▶ _Work instruction_
Please repeat every entry exactly as given, apart from dropping the images.

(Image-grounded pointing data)
※
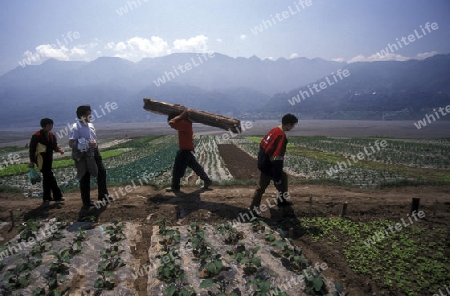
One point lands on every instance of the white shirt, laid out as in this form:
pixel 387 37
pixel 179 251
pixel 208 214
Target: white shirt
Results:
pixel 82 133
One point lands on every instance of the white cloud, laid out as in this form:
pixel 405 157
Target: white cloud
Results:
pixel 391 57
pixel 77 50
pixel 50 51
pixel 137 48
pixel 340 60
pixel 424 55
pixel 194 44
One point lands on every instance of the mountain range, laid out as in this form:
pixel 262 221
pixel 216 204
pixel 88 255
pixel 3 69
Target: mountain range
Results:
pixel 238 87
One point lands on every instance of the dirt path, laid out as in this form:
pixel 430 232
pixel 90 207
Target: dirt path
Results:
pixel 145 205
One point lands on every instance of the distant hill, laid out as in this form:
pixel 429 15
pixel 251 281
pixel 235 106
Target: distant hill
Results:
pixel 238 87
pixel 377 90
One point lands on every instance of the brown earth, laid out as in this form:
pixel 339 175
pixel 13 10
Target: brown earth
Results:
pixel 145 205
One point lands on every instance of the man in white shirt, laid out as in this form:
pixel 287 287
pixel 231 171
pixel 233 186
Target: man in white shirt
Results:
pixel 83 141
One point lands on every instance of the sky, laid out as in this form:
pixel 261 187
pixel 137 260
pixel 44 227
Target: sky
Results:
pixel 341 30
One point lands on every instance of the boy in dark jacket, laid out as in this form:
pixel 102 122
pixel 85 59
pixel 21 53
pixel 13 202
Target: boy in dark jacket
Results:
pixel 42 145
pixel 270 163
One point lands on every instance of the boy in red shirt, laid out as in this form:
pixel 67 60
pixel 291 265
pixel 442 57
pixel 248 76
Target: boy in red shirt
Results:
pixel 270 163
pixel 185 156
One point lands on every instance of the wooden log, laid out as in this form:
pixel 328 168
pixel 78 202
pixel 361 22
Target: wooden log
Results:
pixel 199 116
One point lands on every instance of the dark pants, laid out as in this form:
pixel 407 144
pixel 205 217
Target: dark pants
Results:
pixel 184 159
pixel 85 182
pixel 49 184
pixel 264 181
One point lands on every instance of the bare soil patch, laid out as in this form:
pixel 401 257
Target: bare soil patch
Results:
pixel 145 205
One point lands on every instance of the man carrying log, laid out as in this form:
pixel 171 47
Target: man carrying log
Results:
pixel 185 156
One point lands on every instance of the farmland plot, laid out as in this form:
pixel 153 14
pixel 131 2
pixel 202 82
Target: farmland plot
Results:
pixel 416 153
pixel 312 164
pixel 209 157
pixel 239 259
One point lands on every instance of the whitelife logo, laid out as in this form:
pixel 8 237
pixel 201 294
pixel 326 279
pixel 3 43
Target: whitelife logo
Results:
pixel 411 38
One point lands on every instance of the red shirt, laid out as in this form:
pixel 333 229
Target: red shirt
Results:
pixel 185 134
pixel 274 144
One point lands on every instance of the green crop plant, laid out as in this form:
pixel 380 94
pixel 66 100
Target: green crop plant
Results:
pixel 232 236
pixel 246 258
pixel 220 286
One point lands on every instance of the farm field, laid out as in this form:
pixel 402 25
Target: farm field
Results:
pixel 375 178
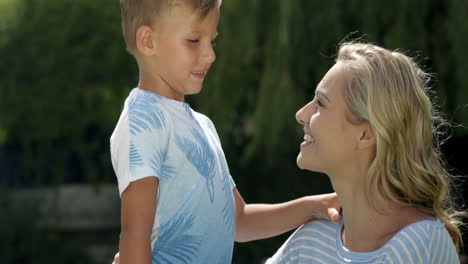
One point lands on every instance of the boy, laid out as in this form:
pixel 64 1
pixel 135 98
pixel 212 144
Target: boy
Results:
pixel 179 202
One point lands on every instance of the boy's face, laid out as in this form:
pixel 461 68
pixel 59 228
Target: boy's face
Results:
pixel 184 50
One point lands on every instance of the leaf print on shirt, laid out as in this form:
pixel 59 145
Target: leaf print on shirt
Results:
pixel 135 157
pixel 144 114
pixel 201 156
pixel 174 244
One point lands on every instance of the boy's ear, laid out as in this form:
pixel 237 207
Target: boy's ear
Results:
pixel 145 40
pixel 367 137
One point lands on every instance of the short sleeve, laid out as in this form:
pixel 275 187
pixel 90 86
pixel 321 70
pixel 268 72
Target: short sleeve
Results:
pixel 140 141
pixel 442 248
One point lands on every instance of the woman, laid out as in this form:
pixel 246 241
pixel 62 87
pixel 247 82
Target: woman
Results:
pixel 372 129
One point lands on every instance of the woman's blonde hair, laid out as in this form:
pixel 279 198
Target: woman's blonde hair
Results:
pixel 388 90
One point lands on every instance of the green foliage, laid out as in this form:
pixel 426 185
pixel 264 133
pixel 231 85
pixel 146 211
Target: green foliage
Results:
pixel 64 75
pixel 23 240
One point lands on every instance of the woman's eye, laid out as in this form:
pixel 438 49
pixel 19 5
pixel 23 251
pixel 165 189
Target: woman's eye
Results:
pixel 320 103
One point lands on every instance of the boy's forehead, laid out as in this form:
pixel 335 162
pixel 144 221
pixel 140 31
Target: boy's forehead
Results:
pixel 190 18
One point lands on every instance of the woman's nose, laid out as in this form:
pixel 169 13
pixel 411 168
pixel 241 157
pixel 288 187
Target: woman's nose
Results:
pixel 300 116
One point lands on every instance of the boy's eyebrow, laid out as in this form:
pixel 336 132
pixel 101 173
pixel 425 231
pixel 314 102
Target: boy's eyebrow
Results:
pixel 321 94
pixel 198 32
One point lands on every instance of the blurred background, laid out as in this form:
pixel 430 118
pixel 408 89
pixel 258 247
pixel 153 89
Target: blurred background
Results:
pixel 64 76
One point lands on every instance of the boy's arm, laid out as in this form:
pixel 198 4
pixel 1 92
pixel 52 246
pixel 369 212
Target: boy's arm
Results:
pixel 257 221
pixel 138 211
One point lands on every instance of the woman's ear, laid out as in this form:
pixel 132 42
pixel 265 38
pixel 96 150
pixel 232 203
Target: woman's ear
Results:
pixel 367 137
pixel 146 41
※
▶ _Answer to this task_
One point lands on every instance of the white shirt, laid out as in this form:
pixel 387 37
pixel 179 251
pixel 208 214
Target: white shirt
Results:
pixel 82 133
One point lands on every instance of the white cloud, laid out as in this form:
pixel 405 157
Target: white cloud
Results:
pixel 391 57
pixel 77 50
pixel 50 51
pixel 137 48
pixel 340 60
pixel 424 55
pixel 194 44
One point lands on every instance of the mountain range, laid out as in this form:
pixel 262 221
pixel 216 204
pixel 88 255
pixel 3 69
Target: mountain range
Results:
pixel 238 87
One point lands on every instance of the dirt path, laid out as in this form:
pixel 430 232
pixel 90 207
Target: dirt path
Results:
pixel 145 205
One point lands on every instance of the distant hill, laid out as in this form:
pixel 429 15
pixel 251 281
pixel 235 106
Target: distant hill
Results:
pixel 238 87
pixel 377 90
One point lands on every instance of the brown earth, laid out as in this form:
pixel 339 175
pixel 13 10
Target: brown earth
Results:
pixel 145 205
One point lands on every instance of the man in white shirt, laid out as in this form:
pixel 287 287
pixel 231 171
pixel 233 186
Target: man in white shirt
Results:
pixel 83 141
One point lands on every instance of the sky, laid out as in this form:
pixel 261 187
pixel 137 260
pixel 44 227
Target: sky
Results:
pixel 341 30
One point lands on every instance of the boy in dark jacket, laid out as in this form:
pixel 102 122
pixel 85 59
pixel 21 53
pixel 13 202
Target: boy in dark jacket
Results:
pixel 42 145
pixel 270 163
One point lands on every instance of the boy in red shirt, laid out as in this form:
pixel 67 60
pixel 291 265
pixel 442 57
pixel 248 76
Target: boy in red shirt
Results:
pixel 270 163
pixel 185 156
One point lands on every instance of the wooden log, laid out as in this form:
pixel 328 168
pixel 78 202
pixel 361 22
Target: wooden log
Results:
pixel 199 116
One point lands on every instance of the dark pants, laid out as in this form:
pixel 407 144
pixel 205 217
Target: dark pants
Results:
pixel 184 159
pixel 85 182
pixel 49 184
pixel 264 181
One point lands on every instance of the bare soil patch, laid out as in this form:
pixel 401 257
Target: bare soil patch
Results:
pixel 145 205
One point lands on every instance of the man carrying log, laid out as in this form:
pixel 171 47
Target: man carrying log
Results:
pixel 185 156
One point lands on every instance of the farmland plot, laid out as in this form:
pixel 153 14
pixel 131 2
pixel 202 82
Target: farmland plot
Results:
pixel 416 153
pixel 312 164
pixel 209 157
pixel 239 259
One point lands on every instance of the whitelife logo, laid out as in this form:
pixel 8 237
pixel 201 294
pixel 326 279
pixel 3 43
Target: whitelife logo
Results:
pixel 411 38
One point lands on every instance of the red shirt, laid out as in this form:
pixel 333 229
Target: red shirt
Results:
pixel 185 134
pixel 274 144
One point lands on every instance of the green crop plant, laid out as in this form:
pixel 380 94
pixel 66 100
Target: green crop plant
Results:
pixel 232 236
pixel 246 258
pixel 220 286
One point lands on every instance of the farm field, laid out as in this form:
pixel 402 25
Target: farm field
Results:
pixel 375 178
One point lands on every instance of the boy, laid out as in this form:
pixel 64 1
pixel 135 98
pixel 212 144
Target: boy
Results:
pixel 179 202
One point lands on every instance of the boy's face, laid out as in this form:
pixel 461 68
pixel 59 228
Target: boy's face
Results:
pixel 184 50
One point lands on every instance of the leaf print on shirt, laid out as in this form:
pixel 59 145
Target: leaf print on shirt
Results:
pixel 135 157
pixel 144 114
pixel 201 156
pixel 174 244
One point lands on every instance of the boy's ear, laid out as in this form:
pixel 237 207
Target: boy's ear
Results:
pixel 145 40
pixel 367 137
One point lands on every instance of the short sleeve, laid out as in this form:
pixel 275 187
pixel 90 86
pixel 321 70
pixel 268 72
Target: short sleeve
Results:
pixel 140 141
pixel 442 248
One point lands on every instance of the woman, laid out as in this form:
pixel 246 241
pixel 62 87
pixel 247 82
Target: woman
Results:
pixel 372 129
One point lands on every instance of the woman's blonde hair, laid out as in this form:
pixel 279 198
Target: woman's blonde hair
Results:
pixel 388 90
One point lands on every instance of the green foliage, laid out as in this form:
pixel 426 185
pixel 264 133
pixel 231 85
pixel 146 211
Target: green foliage
Results:
pixel 64 75
pixel 23 240
One point lands on every instance of the woman's eye, laid out as in this form:
pixel 438 49
pixel 19 5
pixel 23 251
pixel 165 189
Target: woman's eye
Results:
pixel 320 103
One point lands on every instance of the boy's forehead, laid out as in this form:
pixel 335 162
pixel 144 221
pixel 140 31
Target: boy's forehead
Results:
pixel 190 18
One point lands on every instance of the woman's nose, laid out as in this form:
pixel 169 13
pixel 411 168
pixel 241 157
pixel 288 187
Target: woman's nose
Results:
pixel 300 116
One point lands on every instance of the boy's eyebrow, laid out as in this form:
pixel 336 132
pixel 101 173
pixel 425 231
pixel 314 102
Target: boy's eyebrow
Results:
pixel 321 94
pixel 198 32
One point lands on every instance of the blurred background, laid out as in this form:
pixel 430 118
pixel 408 89
pixel 258 247
pixel 153 89
Target: blurred background
Results:
pixel 64 76
One point lands on every instance of the boy's arm, laid out as in this form:
pixel 198 4
pixel 1 92
pixel 52 246
pixel 369 212
Target: boy's arm
Results:
pixel 257 221
pixel 138 211
One point lands on every instance of the woman's ear, laid out as in this form:
pixel 132 42
pixel 265 38
pixel 96 150
pixel 232 203
Target: woman's ear
Results:
pixel 367 137
pixel 146 41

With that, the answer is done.